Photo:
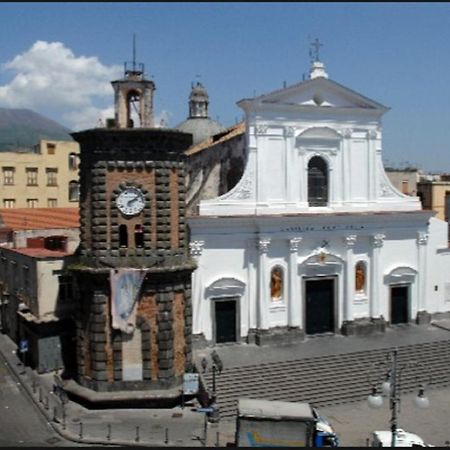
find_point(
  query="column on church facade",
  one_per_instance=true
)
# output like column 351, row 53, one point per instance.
column 291, row 165
column 196, row 249
column 377, row 241
column 263, row 284
column 252, row 284
column 349, row 242
column 371, row 166
column 294, row 301
column 422, row 239
column 346, row 163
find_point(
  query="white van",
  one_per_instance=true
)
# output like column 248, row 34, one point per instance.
column 402, row 439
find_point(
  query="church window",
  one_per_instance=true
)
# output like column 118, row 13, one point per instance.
column 317, row 182
column 405, row 187
column 74, row 191
column 360, row 277
column 276, row 284
column 123, row 236
column 73, row 161
column 139, row 236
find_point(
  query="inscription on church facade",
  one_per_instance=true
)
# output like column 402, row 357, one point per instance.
column 322, row 228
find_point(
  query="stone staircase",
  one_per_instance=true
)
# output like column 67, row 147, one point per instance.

※ ※ ※

When the word "facade" turns up on a line of the material above, copy that line.

  query="column on church facade",
  query="inscription on church facade",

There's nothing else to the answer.